#### What to produce
Extract each line of the data and write it out again exactly.

#### Supplied records
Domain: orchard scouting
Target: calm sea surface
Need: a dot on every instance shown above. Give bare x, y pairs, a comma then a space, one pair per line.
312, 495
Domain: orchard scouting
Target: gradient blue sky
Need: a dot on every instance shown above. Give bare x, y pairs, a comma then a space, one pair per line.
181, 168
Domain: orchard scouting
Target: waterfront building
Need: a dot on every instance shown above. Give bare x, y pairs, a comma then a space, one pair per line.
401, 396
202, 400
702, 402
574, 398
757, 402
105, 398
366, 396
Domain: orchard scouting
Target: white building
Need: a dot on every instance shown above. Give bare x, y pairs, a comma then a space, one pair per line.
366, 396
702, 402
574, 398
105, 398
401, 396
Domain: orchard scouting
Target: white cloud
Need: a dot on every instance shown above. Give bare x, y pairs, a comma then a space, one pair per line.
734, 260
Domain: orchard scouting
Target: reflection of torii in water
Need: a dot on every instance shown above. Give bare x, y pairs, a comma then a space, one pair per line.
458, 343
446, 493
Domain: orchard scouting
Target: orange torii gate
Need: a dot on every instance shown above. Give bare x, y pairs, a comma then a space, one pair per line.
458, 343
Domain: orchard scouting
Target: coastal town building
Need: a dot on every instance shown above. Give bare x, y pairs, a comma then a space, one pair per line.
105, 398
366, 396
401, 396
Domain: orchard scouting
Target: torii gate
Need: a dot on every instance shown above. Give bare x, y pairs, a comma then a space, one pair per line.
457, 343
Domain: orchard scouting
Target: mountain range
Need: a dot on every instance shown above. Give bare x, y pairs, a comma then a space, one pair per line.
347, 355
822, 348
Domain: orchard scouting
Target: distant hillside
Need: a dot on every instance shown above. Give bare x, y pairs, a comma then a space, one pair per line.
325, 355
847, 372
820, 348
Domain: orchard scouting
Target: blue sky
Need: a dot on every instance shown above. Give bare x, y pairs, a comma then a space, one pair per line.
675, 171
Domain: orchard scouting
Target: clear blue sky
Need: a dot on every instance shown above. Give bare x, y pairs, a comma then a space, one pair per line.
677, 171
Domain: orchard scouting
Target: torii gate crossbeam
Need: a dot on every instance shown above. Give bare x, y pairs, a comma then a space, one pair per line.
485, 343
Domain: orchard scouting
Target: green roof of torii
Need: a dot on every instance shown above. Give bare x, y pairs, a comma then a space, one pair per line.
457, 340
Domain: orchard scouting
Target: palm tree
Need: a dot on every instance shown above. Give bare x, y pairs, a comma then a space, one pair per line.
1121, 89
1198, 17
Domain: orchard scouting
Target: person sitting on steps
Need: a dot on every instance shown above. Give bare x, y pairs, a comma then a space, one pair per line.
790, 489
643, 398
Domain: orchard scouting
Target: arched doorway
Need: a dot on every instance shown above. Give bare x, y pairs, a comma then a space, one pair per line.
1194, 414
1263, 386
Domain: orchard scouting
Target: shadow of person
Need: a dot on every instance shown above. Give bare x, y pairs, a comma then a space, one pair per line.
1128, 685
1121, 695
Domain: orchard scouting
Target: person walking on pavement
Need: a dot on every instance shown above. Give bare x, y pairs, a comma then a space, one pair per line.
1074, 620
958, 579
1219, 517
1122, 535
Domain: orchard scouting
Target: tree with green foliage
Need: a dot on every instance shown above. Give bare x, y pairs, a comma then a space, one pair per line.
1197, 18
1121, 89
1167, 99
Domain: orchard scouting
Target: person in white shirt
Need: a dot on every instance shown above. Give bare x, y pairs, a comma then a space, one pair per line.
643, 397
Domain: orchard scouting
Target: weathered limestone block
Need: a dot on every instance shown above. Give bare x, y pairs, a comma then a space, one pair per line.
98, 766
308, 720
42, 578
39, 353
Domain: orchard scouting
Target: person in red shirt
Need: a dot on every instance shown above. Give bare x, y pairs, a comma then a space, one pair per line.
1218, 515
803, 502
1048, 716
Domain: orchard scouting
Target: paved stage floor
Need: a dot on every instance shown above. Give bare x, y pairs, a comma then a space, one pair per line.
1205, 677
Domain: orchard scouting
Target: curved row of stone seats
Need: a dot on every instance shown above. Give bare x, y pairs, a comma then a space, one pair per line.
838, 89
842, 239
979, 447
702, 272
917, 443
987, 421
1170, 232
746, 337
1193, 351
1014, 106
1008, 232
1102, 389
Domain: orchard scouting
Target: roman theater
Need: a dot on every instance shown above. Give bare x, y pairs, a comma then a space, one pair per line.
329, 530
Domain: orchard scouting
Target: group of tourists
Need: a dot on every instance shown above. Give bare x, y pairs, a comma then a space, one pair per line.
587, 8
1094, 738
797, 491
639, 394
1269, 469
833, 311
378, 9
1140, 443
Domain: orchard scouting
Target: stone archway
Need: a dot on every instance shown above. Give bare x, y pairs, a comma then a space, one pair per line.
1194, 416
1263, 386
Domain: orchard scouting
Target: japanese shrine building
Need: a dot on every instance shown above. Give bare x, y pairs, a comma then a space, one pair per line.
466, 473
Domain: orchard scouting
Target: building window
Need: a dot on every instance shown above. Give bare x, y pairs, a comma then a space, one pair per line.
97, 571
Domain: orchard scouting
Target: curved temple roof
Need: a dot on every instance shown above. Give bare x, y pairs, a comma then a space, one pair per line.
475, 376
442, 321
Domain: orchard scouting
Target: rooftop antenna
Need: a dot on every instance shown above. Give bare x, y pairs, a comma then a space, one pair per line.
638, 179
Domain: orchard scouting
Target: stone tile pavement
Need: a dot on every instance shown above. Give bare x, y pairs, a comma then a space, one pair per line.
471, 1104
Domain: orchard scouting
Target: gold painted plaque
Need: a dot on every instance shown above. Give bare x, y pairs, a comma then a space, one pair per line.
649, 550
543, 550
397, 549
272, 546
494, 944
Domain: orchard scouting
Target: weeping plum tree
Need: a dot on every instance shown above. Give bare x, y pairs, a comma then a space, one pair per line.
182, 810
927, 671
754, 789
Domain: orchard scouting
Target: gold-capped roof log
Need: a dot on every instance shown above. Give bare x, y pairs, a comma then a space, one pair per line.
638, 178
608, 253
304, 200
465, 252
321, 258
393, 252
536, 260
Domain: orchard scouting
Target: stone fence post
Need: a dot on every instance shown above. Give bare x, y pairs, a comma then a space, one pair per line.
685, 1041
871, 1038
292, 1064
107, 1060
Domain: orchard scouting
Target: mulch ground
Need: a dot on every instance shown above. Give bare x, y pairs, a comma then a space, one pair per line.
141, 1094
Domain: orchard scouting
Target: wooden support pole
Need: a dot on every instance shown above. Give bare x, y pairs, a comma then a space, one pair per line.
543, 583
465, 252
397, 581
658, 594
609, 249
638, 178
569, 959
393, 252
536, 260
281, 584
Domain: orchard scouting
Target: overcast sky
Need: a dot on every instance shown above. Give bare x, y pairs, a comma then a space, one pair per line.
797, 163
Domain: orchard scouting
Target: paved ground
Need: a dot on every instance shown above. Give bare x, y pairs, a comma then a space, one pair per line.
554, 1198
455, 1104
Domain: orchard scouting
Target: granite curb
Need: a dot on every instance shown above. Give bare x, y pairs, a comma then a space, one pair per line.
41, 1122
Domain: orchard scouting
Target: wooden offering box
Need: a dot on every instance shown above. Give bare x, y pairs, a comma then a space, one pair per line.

#### Exercise answer
Domain: orchard scouting
Target: calm sea surface
Need: a dot on every instance shown above. Give bare x, y pairs, a comma then a space, one pair per line.
312, 495
Domain: orchard scouting
Target: gradient blue sky
Need: a dot on every instance shown above. Give bare x, y pairs, a comma then a space, one pair per line.
181, 168
Domain: orchard scouting
Target: waterfront building
Need: a dot on every instance shown above. Give bare x, y pairs, a comma then a space, one pair per line.
401, 396
202, 400
702, 402
574, 398
757, 402
105, 398
366, 396
Domain: orchard scouting
Target: white building
Need: a dot on every instance shown above. Give bare x, y pairs, a comma then a space, one pair per line.
366, 396
702, 402
574, 398
105, 398
401, 396
Domain: orchard scouting
Target: white cloud
Need: a dot on every instance shown above. Give bare x, y pairs, a comma then a space, one pair per line.
734, 260
Domain: orchard scouting
Target: reflection of torii in water
Need: a dot on every instance shown above. Give bare x, y pairs, a comma then a space, one pair per line.
458, 343
446, 493
Domain: orchard scouting
Target: orange torii gate
Need: a dot on every instance shown above. Give bare x, y pairs, a comma then a space, one pair per line.
458, 343
Domain: orchard scouting
Target: coastal town building
Need: a dot on every instance shown above. Give bare x, y pairs, a comma then a space, one pair per line.
105, 398
366, 396
401, 396
Domain: orchard scouting
Target: torii gate
Need: a dot on every instance shown above. Give bare x, y pairs, a comma then a space, one pair per line.
457, 343
Domain: orchard scouting
Target: mountain range
Need: a dot on every instance shown above. Give bare x, y pairs, a comma then a space, one pair per line.
347, 355
822, 348
Domain: orchard scouting
Target: distant hillside
Need: a dot on every instance shown above. Give bare x, y pairs, a comma then a space, one pair per line.
325, 355
847, 372
820, 348
Domain: orchard scouting
Target: blue sky
Need: a dot on every instance shown above. Give bare x, y pairs, a comma then a space, one pair per line.
675, 171
Domain: orchard scouting
Target: clear blue sky
Need: a dot on every instance shown above. Give bare x, y pairs, a comma then a space, one pair per line.
677, 171
Domain: orchard scouting
Target: torii gate crossbeam
Need: a dot on every instance shown above. Give bare x, y pairs, a comma then a space, one pair per line.
485, 343
Domain: orchard scouting
Target: green roof of torii
Need: a dot on every instance shown above. Give bare x, y pairs, a comma then a space, one pair per line.
457, 340
Domain: orchard scouting
Target: palm tree
Need: a dot on every instance shown above. Give bare x, y pairs, a comma then a space, one pair per line.
1121, 89
1198, 17
Domain: orchard scouting
Target: person sitting on steps
Need: a dot on every instance shown above. Give bare x, y pairs, a comma then a space, one pair per line.
790, 489
643, 398
Domain: orchard scouting
Target: arched doorway
Need: a dot on every instance shown above. Give bare x, y pairs, a comma then a space, one pair per line.
1194, 414
1263, 386
Domain: orchard scouting
Target: shadow of person
Need: a dot on every instance shown above. Give bare x, y pairs, a comma then a space, one pair per line.
1128, 685
1121, 695
Domain: orchard scouting
Target: person walking on pavement
Need: a dot on every instance shown above. Give bare x, y pairs, a comma then a space, one pair per line.
1074, 620
958, 579
1219, 517
1122, 535
Domain: orchard scouting
Target: tree with green foliage
Need: a dot on every instance shown above. Give bare x, y pairs, a comma then a space, one pair per line.
1197, 18
1121, 89
1167, 99
Domain: orchard scouting
Target: person in white shirt
Need: a dot on every instance shown above. Give bare x, y pairs, a comma then a space, one pair per line.
643, 397
Domain: orchard scouting
Target: weathered limestone block
Need: a dot on every instance shown above. Give bare x, y pairs, a comma then a space, one pair per line.
98, 766
308, 720
42, 578
39, 353
Domain: orchard scouting
Target: person in red shirt
Need: a dot on every instance shown above. Give bare x, y pairs, a comma then a space, one pair per line.
1218, 515
803, 502
1048, 716
Domain: orchard scouting
Target: paved stage floor
Need: a dot on every instance shown above. Give bare x, y pairs, a comma then a space, one pair per line.
1205, 677
Domain: orchard scouting
Target: curved row of stone seats
Need: a dot on every instance shown above. Give bare x, y pairs, a comma then a space, one pair per line.
838, 89
842, 239
979, 447
702, 272
917, 443
987, 421
1170, 232
746, 337
1193, 351
1014, 106
1008, 232
1102, 389
Domain: orchard scouting
Target: roman theater
Need: a dot on every instance shown above. Give bare x, y pairs, a comma then a space, one pair per line.
329, 530
Domain: orchard scouting
Target: group of tourists
Need: a dot on every instance shown above. Give bare x, y pairs, a comma then a space, one pair per line.
587, 8
1094, 738
797, 491
639, 394
1269, 469
833, 311
378, 9
1140, 443
Domain: orchard scouting
Target: stone archway
Need: a dot on every instance shown above. Give bare x, y pairs, a comma then a space, one pair per line.
1194, 416
1263, 386
Domain: orchard scouting
Target: japanese shrine building
Need: a dot on every instance shown above. Give bare x, y pairs, a comma then a space, one pair per line.
466, 473
Domain: orchard scouting
Target: building window
Need: a dot on every instance shown above. Give bare x, y pairs, a comma then a space, one pair per line.
97, 571
Domain: orchard scouting
Target: curved temple roof
Need: a dot on every instance shown above. Give bare x, y pairs, a comma then a space, one pair per line.
475, 376
442, 321
Domain: orchard scouting
Target: rooftop antenna
Need: a dot on every instance shown above. Give bare x, y pairs, a comma then a space, one pair per line.
638, 179
Domain: orchard scouting
Target: stone tile pavement
Need: a dot on every instance shown above. Give bare x, y pairs, a comma then a space, one pair per line.
471, 1104
Domain: orchard scouting
Target: gold painted plaque
Need: a dot on every instance shown above. Give bare x, y pairs, a comma then a space, one pair per line.
649, 550
543, 550
397, 549
272, 546
494, 944
Domain: orchard scouting
Target: weeping plum tree
Need: a dot on every instance shown above. Give bare x, y pairs, a comma then a space, one pair per line.
182, 810
927, 671
754, 789
Domain: orchard scouting
Target: gold-capped roof log
Need: a dot on every instance shown above. Give bare x, y pairs, a comma then a space, one pair per line.
638, 178
608, 253
304, 200
465, 252
321, 258
393, 252
536, 260
Domain: orchard scouting
Target: stone fence post
Need: a dot on every instance shown above. Give bare x, y pairs, a comma then a space, one pair per line.
685, 1041
871, 1038
292, 1064
107, 1060
Domain: orchard scouting
Target: mulch ground
Need: a dot on every instance shown above. Give bare x, y pairs, a comma then a space, one pair per line.
141, 1094
Domain: orchard scouting
Target: wooden support pole
Need: a dot on every instance shown above. Give bare x, y pairs, a comma then a space, one pair per line.
543, 583
465, 252
397, 581
658, 594
609, 249
638, 178
569, 959
393, 252
536, 260
281, 584
Domain: orchard scouting
Target: overcast sky
Need: a dot on every instance shown above. Give bare x, y pairs, a comma then a space, one pair per line.
797, 163
Domain: orchard scouting
Target: paved ground
Need: a dot on every instance shown above. Give bare x, y pairs, a comma then a space, one pair per line.
554, 1198
455, 1104
Domain: orchard scouting
Target: granite curb
Need: a dot on every instance shown above. Give bare x, y pairs, a comma then a space, one pair per line.
41, 1122
Domain: orchard scouting
Target: wooden offering box
Need: a dot on every instance shown above. Give bare x, y pairs, a comma then a space, one pair per line.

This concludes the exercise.